#### [Problem details]
Copy out the data that follows exactly, leaving out no line.
(Task input Opens)
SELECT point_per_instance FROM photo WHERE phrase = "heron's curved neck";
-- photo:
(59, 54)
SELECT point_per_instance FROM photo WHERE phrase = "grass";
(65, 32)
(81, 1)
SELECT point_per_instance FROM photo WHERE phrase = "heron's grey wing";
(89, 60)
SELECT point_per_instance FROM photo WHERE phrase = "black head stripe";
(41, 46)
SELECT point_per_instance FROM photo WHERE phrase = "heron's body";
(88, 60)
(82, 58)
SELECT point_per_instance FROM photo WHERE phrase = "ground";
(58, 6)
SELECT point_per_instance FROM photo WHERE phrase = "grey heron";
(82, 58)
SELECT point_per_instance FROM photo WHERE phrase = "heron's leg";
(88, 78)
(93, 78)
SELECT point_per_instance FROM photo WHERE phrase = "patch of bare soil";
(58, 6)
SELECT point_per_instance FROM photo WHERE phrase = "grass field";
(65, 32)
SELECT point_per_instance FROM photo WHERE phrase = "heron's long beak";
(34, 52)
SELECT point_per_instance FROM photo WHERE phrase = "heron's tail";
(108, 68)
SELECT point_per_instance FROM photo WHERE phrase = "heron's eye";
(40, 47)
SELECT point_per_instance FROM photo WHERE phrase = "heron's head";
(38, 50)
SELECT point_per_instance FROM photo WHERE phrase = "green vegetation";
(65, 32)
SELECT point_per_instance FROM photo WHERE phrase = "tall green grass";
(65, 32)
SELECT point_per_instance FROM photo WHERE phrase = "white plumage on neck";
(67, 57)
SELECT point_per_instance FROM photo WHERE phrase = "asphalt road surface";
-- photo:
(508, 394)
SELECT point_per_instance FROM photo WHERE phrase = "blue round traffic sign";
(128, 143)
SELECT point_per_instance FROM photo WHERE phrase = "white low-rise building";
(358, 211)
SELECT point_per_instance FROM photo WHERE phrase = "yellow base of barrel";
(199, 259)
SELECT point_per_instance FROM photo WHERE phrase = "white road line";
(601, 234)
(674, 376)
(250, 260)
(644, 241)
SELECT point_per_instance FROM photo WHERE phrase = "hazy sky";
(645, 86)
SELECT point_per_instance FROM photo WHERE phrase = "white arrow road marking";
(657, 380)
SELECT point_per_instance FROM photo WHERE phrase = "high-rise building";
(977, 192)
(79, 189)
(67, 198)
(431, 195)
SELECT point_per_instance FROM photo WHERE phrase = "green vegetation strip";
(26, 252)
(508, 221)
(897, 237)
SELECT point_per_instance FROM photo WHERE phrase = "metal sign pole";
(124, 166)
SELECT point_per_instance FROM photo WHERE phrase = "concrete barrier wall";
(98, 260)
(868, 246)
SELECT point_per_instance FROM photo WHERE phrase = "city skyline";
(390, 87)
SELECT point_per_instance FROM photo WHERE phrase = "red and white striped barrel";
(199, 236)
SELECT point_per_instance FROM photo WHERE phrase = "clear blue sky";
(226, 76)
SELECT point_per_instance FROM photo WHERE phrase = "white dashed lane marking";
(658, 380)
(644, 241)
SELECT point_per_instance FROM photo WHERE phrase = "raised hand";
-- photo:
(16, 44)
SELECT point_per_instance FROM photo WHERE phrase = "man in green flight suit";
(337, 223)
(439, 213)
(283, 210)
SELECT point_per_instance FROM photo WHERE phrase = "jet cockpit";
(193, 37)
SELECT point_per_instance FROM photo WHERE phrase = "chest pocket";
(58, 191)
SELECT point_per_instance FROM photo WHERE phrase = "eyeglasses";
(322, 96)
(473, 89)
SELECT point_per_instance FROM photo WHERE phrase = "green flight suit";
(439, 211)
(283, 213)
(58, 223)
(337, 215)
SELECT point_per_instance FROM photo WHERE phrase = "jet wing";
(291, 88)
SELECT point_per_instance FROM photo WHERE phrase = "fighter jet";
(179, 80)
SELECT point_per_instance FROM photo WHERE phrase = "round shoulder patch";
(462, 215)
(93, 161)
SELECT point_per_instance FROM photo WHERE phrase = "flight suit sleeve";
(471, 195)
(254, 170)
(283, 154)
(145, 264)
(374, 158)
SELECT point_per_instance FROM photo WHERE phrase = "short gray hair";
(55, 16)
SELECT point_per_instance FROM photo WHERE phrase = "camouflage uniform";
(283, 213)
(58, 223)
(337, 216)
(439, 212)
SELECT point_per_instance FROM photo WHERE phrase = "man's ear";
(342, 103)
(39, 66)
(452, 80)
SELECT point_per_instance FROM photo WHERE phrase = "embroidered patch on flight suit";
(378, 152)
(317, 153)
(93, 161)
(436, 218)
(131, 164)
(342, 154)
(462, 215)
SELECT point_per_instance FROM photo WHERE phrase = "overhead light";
(Task input Closes)
#### [Result of the task]
SELECT point_per_instance FROM photo WHERE phrase = "heron's curved neck";
-- photo:
(59, 54)
SELECT point_per_instance FROM photo WHERE phrase = "grass";
(65, 32)
(81, 1)
SELECT point_per_instance FROM photo WHERE phrase = "heron's grey wing";
(89, 60)
SELECT point_per_instance FROM photo WHERE phrase = "black head stripe";
(41, 46)
SELECT point_per_instance FROM photo WHERE phrase = "heron's body";
(88, 60)
(82, 58)
SELECT point_per_instance FROM photo WHERE phrase = "ground";
(58, 6)
SELECT point_per_instance FROM photo WHERE phrase = "grey heron";
(82, 58)
SELECT point_per_instance FROM photo WHERE phrase = "heron's leg";
(88, 78)
(93, 78)
SELECT point_per_instance FROM photo WHERE phrase = "patch of bare soil";
(58, 6)
SELECT point_per_instance FROM photo WHERE phrase = "grass field";
(65, 32)
SELECT point_per_instance FROM photo WHERE phrase = "heron's long beak";
(34, 52)
SELECT point_per_instance FROM photo WHERE phrase = "heron's tail";
(108, 68)
SELECT point_per_instance FROM photo WHERE phrase = "heron's eye";
(40, 47)
SELECT point_per_instance FROM photo WHERE phrase = "heron's head";
(38, 50)
SELECT point_per_instance FROM photo WHERE phrase = "green vegetation";
(65, 32)
SELECT point_per_instance FROM photo WHERE phrase = "tall green grass";
(65, 32)
SELECT point_per_instance FROM photo WHERE phrase = "white plumage on neck";
(67, 57)
SELECT point_per_instance FROM photo WHERE phrase = "asphalt road surface";
-- photo:
(508, 394)
SELECT point_per_instance FROM photo WHERE phrase = "blue round traffic sign";
(128, 143)
SELECT point_per_instance FROM photo WHERE phrase = "white low-rise building";
(358, 211)
SELECT point_per_instance FROM photo WHERE phrase = "yellow base of barrel";
(199, 259)
SELECT point_per_instance FROM photo WHERE phrase = "white road line";
(601, 234)
(674, 376)
(250, 260)
(644, 241)
SELECT point_per_instance FROM photo WHERE phrase = "hazy sky";
(645, 86)
SELECT point_per_instance FROM photo WHERE phrase = "white arrow road marking";
(657, 380)
SELECT point_per_instance FROM photo WHERE phrase = "high-rise building";
(977, 192)
(79, 189)
(67, 198)
(431, 195)
SELECT point_per_instance FROM photo WHERE phrase = "green vegetation strip";
(26, 252)
(508, 221)
(897, 237)
SELECT point_per_instance FROM photo WHERE phrase = "metal sign pole";
(124, 166)
SELECT point_per_instance FROM photo WHERE phrase = "concrete barrier wall";
(98, 260)
(868, 246)
SELECT point_per_instance FROM photo WHERE phrase = "city skyline";
(390, 87)
SELECT point_per_instance FROM photo WHERE phrase = "red and white striped barrel";
(199, 236)
SELECT point_per_instance FROM photo WHERE phrase = "clear blue sky";
(226, 76)
SELECT point_per_instance FROM photo WHERE phrase = "white dashed lane marking";
(658, 380)
(644, 241)
SELECT point_per_instance FROM photo WHERE phrase = "raised hand";
-- photo:
(16, 44)
SELECT point_per_instance FROM photo WHERE phrase = "man in green flight suit";
(337, 223)
(439, 213)
(283, 210)
SELECT point_per_instance FROM photo WHERE phrase = "jet cockpit";
(193, 37)
SELECT point_per_instance FROM photo WHERE phrase = "chest pocket";
(58, 191)
SELECT point_per_instance FROM photo WHERE phrase = "eyeglasses";
(322, 96)
(473, 89)
SELECT point_per_instance FROM photo WHERE phrase = "green flight suit";
(439, 211)
(283, 213)
(58, 223)
(337, 215)
SELECT point_per_instance FROM photo WHERE phrase = "jet wing";
(291, 88)
SELECT point_per_instance FROM photo WHERE phrase = "fighter jet";
(179, 80)
SELECT point_per_instance FROM photo WHERE phrase = "round shoulder patch";
(462, 215)
(93, 161)
SELECT point_per_instance FROM photo WHERE phrase = "flight suit sleeve";
(471, 195)
(254, 170)
(283, 154)
(145, 264)
(374, 158)
SELECT point_per_instance FROM photo WHERE phrase = "short gray hair";
(55, 16)
SELECT point_per_instance FROM photo WHERE phrase = "camouflage uniform";
(283, 213)
(58, 223)
(337, 216)
(439, 212)
SELECT point_per_instance FROM photo WHERE phrase = "man's ear";
(342, 103)
(39, 66)
(452, 80)
SELECT point_per_instance FROM photo WHERE phrase = "embroidered patch on flight suit";
(378, 152)
(317, 153)
(93, 161)
(436, 218)
(131, 164)
(342, 154)
(462, 215)
SELECT point_per_instance FROM photo WHERE phrase = "overhead light";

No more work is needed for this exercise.